# START OF Excerpt provided

Page MenuHomePhabricator

Spaces in section names in internal links are encoded incorrectly by Parsoid
Closed, DuplicatePublic

Description

https://www.mediawiki.org/w/index.php?title=Topic:T6nggde0okxad991&topic_showPostId=t6nsueomoaodcswh#flow-post-t6nsueomoaodcswh

Flow generates

href="//wikimediafoundation.org/wiki/Terms%20of%20Use#7.%20Licensing%20of%20Content"

but it should be

href="//wikimediafoundation.org/wiki/Terms_of_Use#7._Licensing_of_Content"

(the first link does not work as expected).

Event Timeline

He7d3r created this task.Jun 27 2016, 11:20 AM
Restricted Application added subscribers: Zppix, Aklapper. · View Herald TranscriptJun 27 2016, 11:20 AM
Catrope added a subscriber: Catrope.

# END OF Excerpt provided
# START OF Data supplied

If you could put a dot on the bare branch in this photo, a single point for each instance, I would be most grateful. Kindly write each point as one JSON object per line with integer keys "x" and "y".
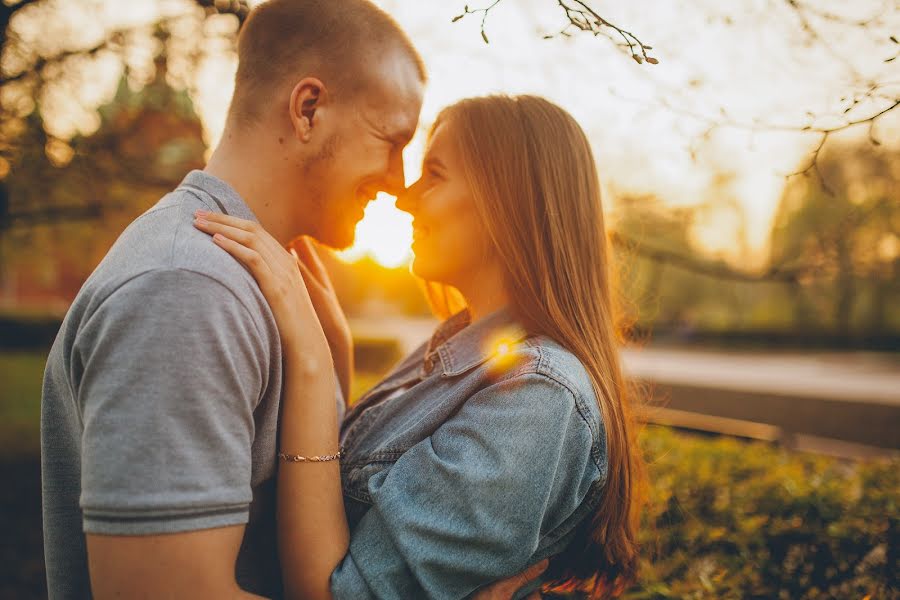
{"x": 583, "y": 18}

# END OF Data supplied
# START OF Data supplied

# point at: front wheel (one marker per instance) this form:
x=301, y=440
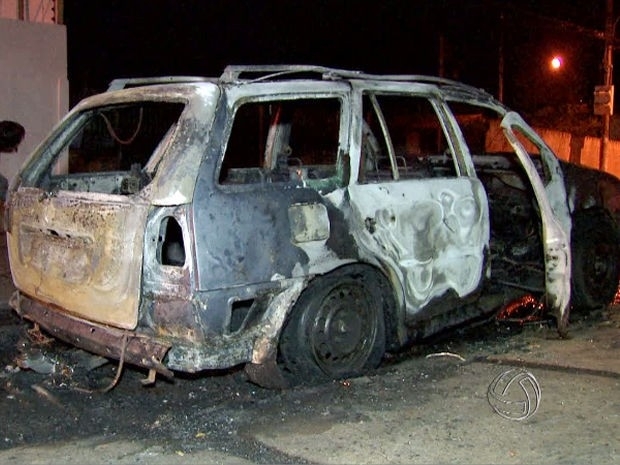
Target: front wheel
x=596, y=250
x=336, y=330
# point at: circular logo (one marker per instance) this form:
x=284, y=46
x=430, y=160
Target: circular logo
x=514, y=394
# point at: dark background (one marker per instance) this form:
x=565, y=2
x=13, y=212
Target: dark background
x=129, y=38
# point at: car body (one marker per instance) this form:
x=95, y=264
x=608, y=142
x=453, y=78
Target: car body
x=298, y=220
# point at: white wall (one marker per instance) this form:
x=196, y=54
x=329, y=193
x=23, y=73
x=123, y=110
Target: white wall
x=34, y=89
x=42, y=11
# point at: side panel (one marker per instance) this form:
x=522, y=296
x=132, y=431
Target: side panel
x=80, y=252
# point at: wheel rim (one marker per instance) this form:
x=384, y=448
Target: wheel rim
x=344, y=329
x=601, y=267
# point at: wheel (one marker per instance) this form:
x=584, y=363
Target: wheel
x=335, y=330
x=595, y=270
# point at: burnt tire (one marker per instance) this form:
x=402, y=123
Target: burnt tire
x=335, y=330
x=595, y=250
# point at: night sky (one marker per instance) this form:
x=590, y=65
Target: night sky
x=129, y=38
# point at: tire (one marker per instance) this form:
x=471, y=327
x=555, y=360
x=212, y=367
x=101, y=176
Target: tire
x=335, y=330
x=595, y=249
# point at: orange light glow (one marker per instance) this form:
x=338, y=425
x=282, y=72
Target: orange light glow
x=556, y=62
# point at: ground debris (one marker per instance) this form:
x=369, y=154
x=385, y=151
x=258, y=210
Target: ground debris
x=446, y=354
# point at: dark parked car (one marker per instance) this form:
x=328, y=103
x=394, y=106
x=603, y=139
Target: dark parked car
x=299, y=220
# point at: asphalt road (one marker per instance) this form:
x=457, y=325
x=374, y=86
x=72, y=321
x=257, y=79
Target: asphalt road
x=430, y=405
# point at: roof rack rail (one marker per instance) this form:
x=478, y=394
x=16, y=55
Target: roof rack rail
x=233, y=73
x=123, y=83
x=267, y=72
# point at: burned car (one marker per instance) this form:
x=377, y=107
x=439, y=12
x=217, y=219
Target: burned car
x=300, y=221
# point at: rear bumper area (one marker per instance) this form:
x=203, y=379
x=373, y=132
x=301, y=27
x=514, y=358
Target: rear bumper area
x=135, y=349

# END OF Data supplied

Work to complete
- a) Copy, word for word, the section of the Parsoid bug report that begins with the words containing "Description" and ends with "work as expected).".
- b) In the Parsoid bug report, who created the task?

Worked answers
- a)
Description

https://www.mediawiki.org/w/index.php?title=Topic:T6nggde0okxad991&topic_showPostId=t6nsueomoaodcswh#flow-post-t6nsueomoaodcswh

Flow generates

href="//wikimediafoundation.org/wiki/Terms%20of%20Use#7.%20Licensing%20of%20Content"

but it should be

href="//wikimediafoundation.org/wiki/Terms_of_Use#7._Licensing_of_Content"

(the first link does not work as expected).

- b) He7d3r created the task.